Exercise set:
a – Decide whether each statement agrees with the excerpt below on instability in the Egi transmission network, answering yes or no and quoting the words that settle it: (i) Total Exploration and Production Nigeria Limited operates the power station; (ii) lightning is named among the causes of transient instability; (iii) the instability has never brought down the feeders of Egi Gas Turbine.
b – Write the next part of the excerpt below on instability in the Egi transmission network, picking up after its final sentence.

Excerpt provided:
....

The interconnected electric power network (ETDN) present various challenges to Total Exploration and Production Nigeria Limited, the operator of the power station, these problems are due to inherent nature of power system through planning, construction, operation and control. One of these challenges is transient stability or voltage stability. The Transient instability in Egi transmission network is caused by a number of factors which ranges from atmospheric phenomenon like lightening, solar fares, geomagnetic interference, sudden addition of inductive load, switching load ON and OFF, switching of power lines especially during repairs, interruption of fault current by breakers etc. The instability in the power network had led to the collapse of the feeders of Egi Gas Turbine on several occasions [1] [2].

....

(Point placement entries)
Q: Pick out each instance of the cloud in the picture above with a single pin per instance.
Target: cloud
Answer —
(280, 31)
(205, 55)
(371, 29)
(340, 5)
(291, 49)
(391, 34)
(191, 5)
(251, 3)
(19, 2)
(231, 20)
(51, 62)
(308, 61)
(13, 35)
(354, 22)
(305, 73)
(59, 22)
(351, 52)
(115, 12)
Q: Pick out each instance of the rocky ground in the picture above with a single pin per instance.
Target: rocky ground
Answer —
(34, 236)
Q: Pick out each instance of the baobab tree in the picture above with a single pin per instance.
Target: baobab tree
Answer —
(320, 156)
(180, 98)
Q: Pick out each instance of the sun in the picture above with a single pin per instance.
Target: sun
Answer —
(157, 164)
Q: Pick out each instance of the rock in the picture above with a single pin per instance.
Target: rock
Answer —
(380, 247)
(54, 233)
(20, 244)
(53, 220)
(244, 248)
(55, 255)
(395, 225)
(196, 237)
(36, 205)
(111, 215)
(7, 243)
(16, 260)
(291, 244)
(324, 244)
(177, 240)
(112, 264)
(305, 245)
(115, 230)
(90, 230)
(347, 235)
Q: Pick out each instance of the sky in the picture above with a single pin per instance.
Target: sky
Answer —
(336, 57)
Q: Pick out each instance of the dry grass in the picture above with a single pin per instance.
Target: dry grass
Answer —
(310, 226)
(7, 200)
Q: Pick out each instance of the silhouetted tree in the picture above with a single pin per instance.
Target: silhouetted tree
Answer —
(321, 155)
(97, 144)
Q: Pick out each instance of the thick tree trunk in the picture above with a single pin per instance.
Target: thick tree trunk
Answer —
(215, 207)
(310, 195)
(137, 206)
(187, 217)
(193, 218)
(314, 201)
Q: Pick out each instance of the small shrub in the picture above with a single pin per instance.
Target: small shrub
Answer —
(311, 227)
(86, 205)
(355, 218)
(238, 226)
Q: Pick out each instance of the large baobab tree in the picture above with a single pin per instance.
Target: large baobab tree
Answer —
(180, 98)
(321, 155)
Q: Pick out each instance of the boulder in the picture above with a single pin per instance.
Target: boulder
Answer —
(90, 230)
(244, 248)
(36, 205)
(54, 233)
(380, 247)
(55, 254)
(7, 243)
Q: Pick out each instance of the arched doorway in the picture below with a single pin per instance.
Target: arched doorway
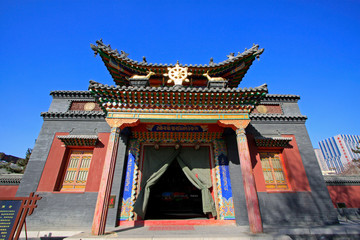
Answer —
(174, 197)
(175, 184)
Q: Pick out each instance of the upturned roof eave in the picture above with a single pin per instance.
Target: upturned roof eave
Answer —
(176, 97)
(130, 66)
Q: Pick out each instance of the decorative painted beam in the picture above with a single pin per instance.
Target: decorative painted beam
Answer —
(102, 203)
(252, 202)
(177, 117)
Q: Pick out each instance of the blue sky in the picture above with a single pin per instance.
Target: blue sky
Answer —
(311, 49)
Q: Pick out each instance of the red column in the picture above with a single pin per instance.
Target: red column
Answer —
(102, 203)
(252, 202)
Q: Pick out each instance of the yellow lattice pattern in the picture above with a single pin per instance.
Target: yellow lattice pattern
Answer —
(273, 171)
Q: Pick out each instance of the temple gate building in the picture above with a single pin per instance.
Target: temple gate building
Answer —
(176, 143)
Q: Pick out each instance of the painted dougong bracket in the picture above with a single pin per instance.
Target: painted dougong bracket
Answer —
(252, 202)
(122, 122)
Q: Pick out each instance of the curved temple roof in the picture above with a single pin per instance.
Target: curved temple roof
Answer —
(121, 67)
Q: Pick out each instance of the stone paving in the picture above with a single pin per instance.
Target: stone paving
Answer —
(342, 231)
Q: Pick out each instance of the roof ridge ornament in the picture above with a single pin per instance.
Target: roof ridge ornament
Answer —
(178, 74)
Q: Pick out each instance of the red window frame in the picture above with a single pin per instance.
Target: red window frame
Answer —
(279, 183)
(76, 170)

....

Answers in order:
a –
(i) Yes: "Total Exploration and Production Nigeria Limited, the operator of the power station"
(ii) Yes: "atmospheric phenomenon like lightening"
(iii) No: "The instability in the power network had led to the collapse of the feeders of Egi Gas Turbine on several occasions"

b –
Steady and efficient electricity supply from TEPNG resulted in massive industrialization within the Egi communities, as more welding shops, salon shops, grinding shops and businesses are evolving everyday which translates to more inductive load on the network, the resultant effect is that by 2007, the network could no longer be synchronized. This led to voltage instability in the system which results to constant load shedding and delivering of poor power supply to the communities [2]. Generally, transient instability is a major challenge in power system operation and control. At present, feeders 1 and 2 have just been reinstalled into operation which collapsed as a result of instability in the network. In order to reduce the frequency and duration of load shedding, a total of 3 MW was formally transferred to the Rivers State Generation Plant at Omoku. It is on this basis that the following problems were identified:

1) Complete collapse of feeder 1 and 2 of Egi Gas Turbines as a result of instability in the network.

2) Continuous addition of inductive load on the system by establishment of welding and fabrication workshops, wood sawing workshops, grinding shops and palm/kernel mills resulting to instability in the network.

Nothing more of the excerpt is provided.